__DOCUMENT PASSAGE__.
◆ ◆ ◆ ◆ ◆
March 15, 2006

Jann Wenner And The Protocols Of Gay Parenting

jann_baby.jpgWhile Jann Wenner and his wife have three kids already, the Rolling Stone and Us Weekly publisher is apparently now having a baby with his longtime boyfriend, too, art dealer/model/whatever Matt Nye. [Congrats, fellas!]

Since there are like five senior execs at Us who are expecting kids, too, magazine staffers initially speculated the mercurial Wenner was just planning to steal the cutest baby and fire the parent, but now it turns out they're having it the old fashioned way: with a surrogate. [Due in August, btw.]

But here's my question: Gawker said that, duh, the kid'll have Matt's genes, since Wenner's already propagated his own DNA. But, barring some big announcement or an insemination party invite, is it cool to ask gay dads-to-be about their sperm deployment decisions? [Of course, if he looks like Gawker's photoshop mockup, the question'll be moot.]

Gawker's other gaffe--a reader poll to name the kid--is redundant: if it's a boy, he's obviously gonna be named Ennis.

Name Jann's Kid! [gawker]


It is NOT cool to ask gay dads to be about their sperm deployment. It's even more inappropriate to ask them "who's the daddy" (especially in the presence of the child). That said, it happens all the time. I have thought about turning it around and asking the same question of straight couples, and I have not found one person who would not be offended.
◆ ◆ ◆ ◆ ◆
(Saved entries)

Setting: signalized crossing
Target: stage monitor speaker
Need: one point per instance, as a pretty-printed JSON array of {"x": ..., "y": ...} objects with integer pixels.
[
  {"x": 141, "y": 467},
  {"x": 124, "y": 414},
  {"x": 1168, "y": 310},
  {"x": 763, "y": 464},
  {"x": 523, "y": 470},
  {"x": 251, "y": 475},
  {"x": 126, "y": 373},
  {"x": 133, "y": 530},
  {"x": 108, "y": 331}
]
◆ ◆ ◆ ◆ ◆
__REQUIRED WORK__.
1. Summarize the post about Jann Wenner's baby in two sentences.
2. Answer these questions from the post about Jann Wenner's baby:
(a) In what month is the baby due?
(b) According to Gawker, whose genes will the kid have?
(c) What name does the post say a boy would obviously get?
3. Carry on the post about Jann Wenner's baby from the point where it stops.

__PER-TASK OUTPUTS__.
1. Jann Wenner, the Rolling Stone and Us Weekly publisher who already has three kids with his wife, is having a baby with his longtime boyfriend Matt Nye through a surrogate, with the baby due in August. The post asks whether it is acceptable to ask gay dads-to-be about their sperm deployment decisions, and a comment replies that it is not, though it happens all the time.

2.
(a) August.
(b) Matt's.
(c) Ennis.

3.
Still, it is a new concept for a lot of people to comprehend so we gay dads must put up with it for the greater good. It comes with the territory and is well worth it.

Another gay dad emails in:

"Our story's pretty simple. I wanted to be a parent, and started lobbying [my partner] about 7 years ago. We wanted a biological link to the baby and agreed on a "bio" child (instead of adopting), although it didn't matter who's DNA we used.

"He gave me the option of using my sperm AND staying home, but I think that's selfish. We negotiated and compromised that I'd stay-at-home to raise his bio child. We chose an egg donor that looks like me, and everything's worked out very well for us.

"Everyone's story is different, but most gay couples will blindly fertilize the egg without knowing whose sperm is used. I imagine that approach would lead to someone's eventual disappointment, so I wanted to know whose sperm we used."